> [課題一覧]:
a - 本文の「経営は、Top Welcome」で始まる段落を、主な事実を残したまま箇条書きで短くまとめよ。
b - 次の(i)〜(iii)が本文と合っているかを「はい」か「いいえ」で答え、判断の決め手となる本文の語句を一字一句そのまま引用してください。(i)「さけときどきぶた」は軒先に赤提灯を掲げている。(ii)同店は20代から30代の若い世代をターゲットにしている。(iii)迎氏はグローバルダイニングのフランチャイズに加盟して独立した。

*** 本文

8月3日、秋葉原駅前から昭和通りを渡った裏秋葉に新時代の大衆酒場「さけときどきぶた」がオープンした。同店は、もつ焼きと自家製のスペアリブとソーセージなどの豚肉料理を看板にした大衆酒場業態。新時代と呼ぶにふさわしいのは、大衆酒場の目印でもある軒先の赤提灯がなく、20代から30代の若い世代をターゲットに入りやすくした新しいカタチの大衆酒場を構築しているからだ。
経営は、Top Welcome(トップウェルカム、千葉県行徳、代表取締役:迎憲一氏)。代表の迎氏は、高校生の時にケンタッキーフライドチキンでアルバイトを行ったことがきっかけで、飲食業の面白さに引き込まれていったという。大学進学後は、六本木の二期倶楽部でレストランサービスのベースを学んだ。銀座の高級焼き鳥店「はんぐりー」では、深夜営業や常連客への接客対応を。神田のレストラン&バー「ドラゴン」では、口から炎を出すパフォーマンスを習得し、エンターテイメント性のある接客から外国人客への対応までをこなし、より踏み込んだ接客を身につけた。その後、グローバルダイニングの「ZEST CANTINA お台場店」でアルバイトから店長になるなど、独立開業を夢見てステップアップしてきたのだ。しかし、グローバルダイニング出身の経営者としては珍しく、「カレーハウスCoCo壱番屋」のフランチャイズ加盟で独立。その後、ココイチを3店舗出店し、独立から7年目に満を持してオリジナル業態「さけときどきぶた」をオープンした。

******
*** 提供項目

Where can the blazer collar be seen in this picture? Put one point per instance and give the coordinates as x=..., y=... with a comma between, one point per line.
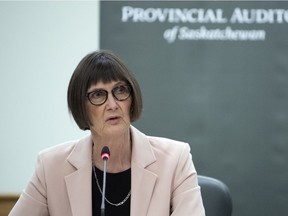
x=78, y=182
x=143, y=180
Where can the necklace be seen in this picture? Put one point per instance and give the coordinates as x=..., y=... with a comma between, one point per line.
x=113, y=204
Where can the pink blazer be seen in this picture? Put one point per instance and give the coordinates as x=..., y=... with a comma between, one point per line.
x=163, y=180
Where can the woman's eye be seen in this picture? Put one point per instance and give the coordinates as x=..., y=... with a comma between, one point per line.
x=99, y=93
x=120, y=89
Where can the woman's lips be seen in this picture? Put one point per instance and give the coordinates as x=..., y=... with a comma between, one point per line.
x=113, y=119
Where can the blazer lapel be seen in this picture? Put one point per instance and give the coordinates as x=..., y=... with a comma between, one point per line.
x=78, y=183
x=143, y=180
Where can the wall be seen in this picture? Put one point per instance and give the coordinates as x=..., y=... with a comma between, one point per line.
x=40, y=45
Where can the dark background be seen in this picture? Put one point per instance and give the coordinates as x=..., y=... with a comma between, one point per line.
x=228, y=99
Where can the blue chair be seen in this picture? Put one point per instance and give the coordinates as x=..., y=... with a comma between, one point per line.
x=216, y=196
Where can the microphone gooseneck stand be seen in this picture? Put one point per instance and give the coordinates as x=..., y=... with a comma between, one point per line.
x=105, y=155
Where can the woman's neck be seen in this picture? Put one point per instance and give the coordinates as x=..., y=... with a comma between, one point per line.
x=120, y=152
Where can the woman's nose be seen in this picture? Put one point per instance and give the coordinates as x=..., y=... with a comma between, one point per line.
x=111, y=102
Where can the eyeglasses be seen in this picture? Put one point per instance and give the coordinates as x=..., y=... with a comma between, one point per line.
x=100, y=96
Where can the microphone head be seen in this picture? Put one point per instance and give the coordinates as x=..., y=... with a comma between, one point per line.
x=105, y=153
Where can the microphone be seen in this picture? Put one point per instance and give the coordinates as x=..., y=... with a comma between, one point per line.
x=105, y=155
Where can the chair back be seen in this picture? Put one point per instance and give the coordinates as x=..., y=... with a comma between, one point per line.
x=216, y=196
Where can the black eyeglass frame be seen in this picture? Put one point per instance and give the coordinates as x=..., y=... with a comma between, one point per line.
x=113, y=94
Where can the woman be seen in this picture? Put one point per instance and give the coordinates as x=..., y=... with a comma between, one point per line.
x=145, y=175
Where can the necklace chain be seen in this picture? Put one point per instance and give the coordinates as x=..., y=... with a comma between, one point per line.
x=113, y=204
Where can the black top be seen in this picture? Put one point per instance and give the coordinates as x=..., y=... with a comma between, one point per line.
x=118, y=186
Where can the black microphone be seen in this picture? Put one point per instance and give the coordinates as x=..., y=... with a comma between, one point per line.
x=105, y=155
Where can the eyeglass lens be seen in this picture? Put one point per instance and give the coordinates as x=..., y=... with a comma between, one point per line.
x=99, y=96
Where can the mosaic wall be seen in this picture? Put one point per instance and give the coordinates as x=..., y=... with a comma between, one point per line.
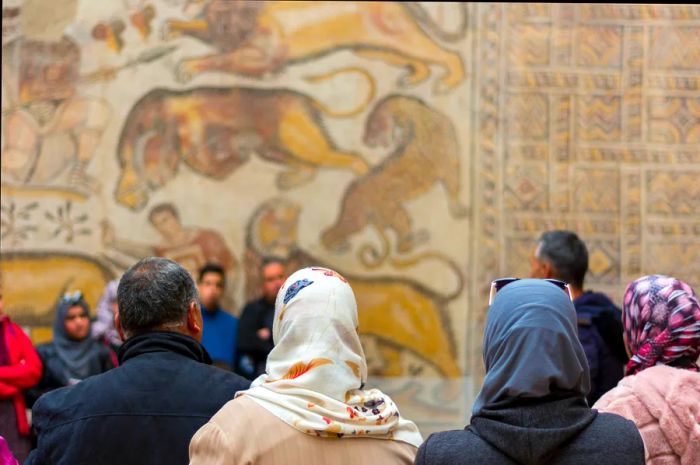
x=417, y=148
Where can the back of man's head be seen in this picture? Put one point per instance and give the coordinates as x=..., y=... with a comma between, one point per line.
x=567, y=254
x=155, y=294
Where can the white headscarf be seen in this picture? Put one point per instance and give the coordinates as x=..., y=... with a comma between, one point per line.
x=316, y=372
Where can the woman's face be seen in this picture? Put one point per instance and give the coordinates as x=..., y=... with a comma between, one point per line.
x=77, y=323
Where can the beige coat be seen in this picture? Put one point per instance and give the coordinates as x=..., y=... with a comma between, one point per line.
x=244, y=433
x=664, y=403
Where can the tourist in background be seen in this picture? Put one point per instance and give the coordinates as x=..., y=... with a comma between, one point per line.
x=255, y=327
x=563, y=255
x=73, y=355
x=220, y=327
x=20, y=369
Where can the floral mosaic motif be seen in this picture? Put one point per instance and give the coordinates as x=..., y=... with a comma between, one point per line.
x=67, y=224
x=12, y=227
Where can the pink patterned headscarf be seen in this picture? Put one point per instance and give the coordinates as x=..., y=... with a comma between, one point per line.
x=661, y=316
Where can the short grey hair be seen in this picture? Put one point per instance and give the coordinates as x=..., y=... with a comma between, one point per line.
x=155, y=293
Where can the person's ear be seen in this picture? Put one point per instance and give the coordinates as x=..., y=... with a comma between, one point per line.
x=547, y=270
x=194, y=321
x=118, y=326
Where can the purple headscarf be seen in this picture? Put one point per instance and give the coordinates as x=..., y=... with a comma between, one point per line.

******
*** 提供項目

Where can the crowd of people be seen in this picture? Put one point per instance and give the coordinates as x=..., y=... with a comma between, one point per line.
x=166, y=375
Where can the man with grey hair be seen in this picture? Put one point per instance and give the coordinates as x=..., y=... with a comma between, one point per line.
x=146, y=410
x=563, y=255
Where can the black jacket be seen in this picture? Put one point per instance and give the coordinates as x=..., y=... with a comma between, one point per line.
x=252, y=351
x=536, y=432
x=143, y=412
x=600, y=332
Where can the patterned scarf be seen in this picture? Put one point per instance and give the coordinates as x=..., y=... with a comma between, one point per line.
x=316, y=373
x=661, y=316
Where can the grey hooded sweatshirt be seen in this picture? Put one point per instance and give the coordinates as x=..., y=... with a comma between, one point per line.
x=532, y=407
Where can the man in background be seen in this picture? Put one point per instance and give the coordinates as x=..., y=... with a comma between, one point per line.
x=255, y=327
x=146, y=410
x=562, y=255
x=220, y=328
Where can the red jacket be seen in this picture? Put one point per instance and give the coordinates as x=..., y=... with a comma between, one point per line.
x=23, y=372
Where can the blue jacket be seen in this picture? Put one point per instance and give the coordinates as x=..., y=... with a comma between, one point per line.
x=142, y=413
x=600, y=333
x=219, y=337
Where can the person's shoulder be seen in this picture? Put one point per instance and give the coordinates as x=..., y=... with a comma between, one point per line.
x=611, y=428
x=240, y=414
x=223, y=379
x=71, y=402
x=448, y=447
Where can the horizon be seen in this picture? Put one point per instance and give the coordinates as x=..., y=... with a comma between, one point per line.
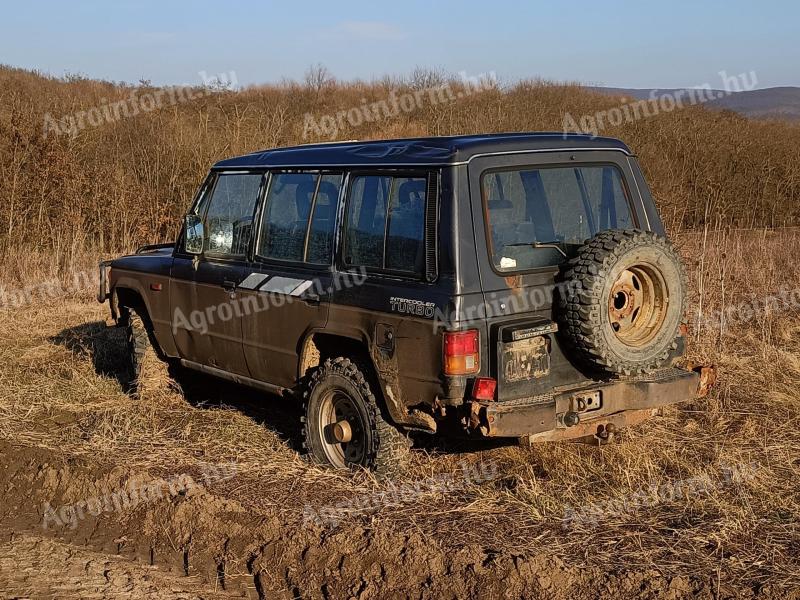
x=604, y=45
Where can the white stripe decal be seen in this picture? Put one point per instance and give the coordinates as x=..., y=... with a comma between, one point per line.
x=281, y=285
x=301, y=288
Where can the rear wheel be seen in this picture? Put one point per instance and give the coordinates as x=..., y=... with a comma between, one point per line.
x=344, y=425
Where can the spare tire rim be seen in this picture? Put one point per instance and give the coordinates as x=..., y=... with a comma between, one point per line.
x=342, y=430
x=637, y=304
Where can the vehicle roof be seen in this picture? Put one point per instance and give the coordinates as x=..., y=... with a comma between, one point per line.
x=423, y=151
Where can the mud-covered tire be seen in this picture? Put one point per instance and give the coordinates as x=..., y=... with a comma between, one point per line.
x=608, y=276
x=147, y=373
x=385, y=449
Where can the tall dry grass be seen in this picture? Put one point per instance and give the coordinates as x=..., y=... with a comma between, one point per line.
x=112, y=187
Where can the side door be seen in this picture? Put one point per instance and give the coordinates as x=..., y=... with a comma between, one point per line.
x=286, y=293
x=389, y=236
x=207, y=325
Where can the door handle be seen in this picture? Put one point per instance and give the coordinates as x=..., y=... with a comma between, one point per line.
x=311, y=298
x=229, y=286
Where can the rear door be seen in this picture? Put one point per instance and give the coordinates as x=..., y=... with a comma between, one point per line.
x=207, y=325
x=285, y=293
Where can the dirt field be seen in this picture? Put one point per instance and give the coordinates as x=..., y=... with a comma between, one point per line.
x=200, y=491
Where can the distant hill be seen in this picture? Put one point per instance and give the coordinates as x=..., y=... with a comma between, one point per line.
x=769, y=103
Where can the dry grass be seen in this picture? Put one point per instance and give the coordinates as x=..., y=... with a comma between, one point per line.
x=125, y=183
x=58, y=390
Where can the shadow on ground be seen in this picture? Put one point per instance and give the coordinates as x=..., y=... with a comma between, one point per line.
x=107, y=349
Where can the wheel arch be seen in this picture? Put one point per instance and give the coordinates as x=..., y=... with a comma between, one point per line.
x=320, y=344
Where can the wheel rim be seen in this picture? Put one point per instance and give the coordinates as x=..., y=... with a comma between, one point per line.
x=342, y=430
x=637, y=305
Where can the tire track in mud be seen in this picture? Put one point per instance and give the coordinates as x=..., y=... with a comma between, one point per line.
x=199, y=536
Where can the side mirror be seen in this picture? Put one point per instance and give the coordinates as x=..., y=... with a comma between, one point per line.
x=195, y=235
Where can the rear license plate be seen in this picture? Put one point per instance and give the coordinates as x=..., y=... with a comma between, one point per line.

******
*** 提供項目

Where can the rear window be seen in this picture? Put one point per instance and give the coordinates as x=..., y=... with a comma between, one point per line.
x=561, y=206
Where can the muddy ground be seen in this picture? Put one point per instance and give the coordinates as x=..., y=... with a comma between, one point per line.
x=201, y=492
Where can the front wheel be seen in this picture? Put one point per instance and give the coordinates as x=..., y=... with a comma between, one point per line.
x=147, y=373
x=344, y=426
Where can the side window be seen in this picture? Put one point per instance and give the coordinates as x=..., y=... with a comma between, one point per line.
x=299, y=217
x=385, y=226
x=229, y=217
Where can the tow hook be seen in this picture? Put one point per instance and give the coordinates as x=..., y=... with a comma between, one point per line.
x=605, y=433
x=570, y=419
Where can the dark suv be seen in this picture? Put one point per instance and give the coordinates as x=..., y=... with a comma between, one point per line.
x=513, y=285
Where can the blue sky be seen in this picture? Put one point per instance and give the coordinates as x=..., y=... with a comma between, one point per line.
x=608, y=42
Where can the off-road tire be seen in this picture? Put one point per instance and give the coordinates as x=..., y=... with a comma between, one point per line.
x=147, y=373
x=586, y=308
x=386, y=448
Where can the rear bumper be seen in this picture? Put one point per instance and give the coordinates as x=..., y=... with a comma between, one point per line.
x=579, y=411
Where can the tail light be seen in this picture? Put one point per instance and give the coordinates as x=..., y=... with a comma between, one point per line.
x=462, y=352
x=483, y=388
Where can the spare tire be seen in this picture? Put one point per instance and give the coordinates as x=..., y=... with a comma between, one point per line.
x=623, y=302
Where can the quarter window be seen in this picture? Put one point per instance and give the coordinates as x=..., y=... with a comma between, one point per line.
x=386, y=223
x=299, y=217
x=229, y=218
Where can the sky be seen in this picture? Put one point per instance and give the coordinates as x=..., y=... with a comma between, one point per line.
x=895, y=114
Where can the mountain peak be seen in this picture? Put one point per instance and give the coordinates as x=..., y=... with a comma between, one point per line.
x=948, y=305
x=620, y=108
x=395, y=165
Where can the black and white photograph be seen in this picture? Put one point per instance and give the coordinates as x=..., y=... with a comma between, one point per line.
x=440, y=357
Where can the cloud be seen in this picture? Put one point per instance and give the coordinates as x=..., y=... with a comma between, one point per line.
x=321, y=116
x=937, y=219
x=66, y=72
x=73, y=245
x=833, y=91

******

> [課題の解答]:
a -
- 経営:Top Welcome(千葉県行徳、代表取締役:迎憲一氏)
- 高校時代、ケンタッキーフライドチキンでのアルバイトをきっかけに飲食業の面白さに引き込まれる
- 大学進学後、六本木の二期倶楽部でレストランサービスのベースを学ぶ
- 銀座の高級焼き鳥店「はんぐりー」で深夜営業や常連客への接客対応を経験
- 神田の「ドラゴン」で口から炎を出すパフォーマンスを習得し、外国人客への対応も含め、より踏み込んだ接客を身につける
- グローバルダイニングの「ZEST CANTINA お台場店」でアルバイトから店長になる
- 「カレーハウスCoCo壱番屋」のフランチャイズ加盟で独立し、3店舗を出店
- 独立から7年目にオリジナル業態「さけときどきぶた」をオープン

b -
(i) いいえ。『大衆酒場の目印でもある軒先の赤提灯がなく』
(ii) はい。『20代から30代の若い世代をターゲットに』
(iii) いいえ。『「カレーハウスCoCo壱番屋」のフランチャイズ加盟で独立』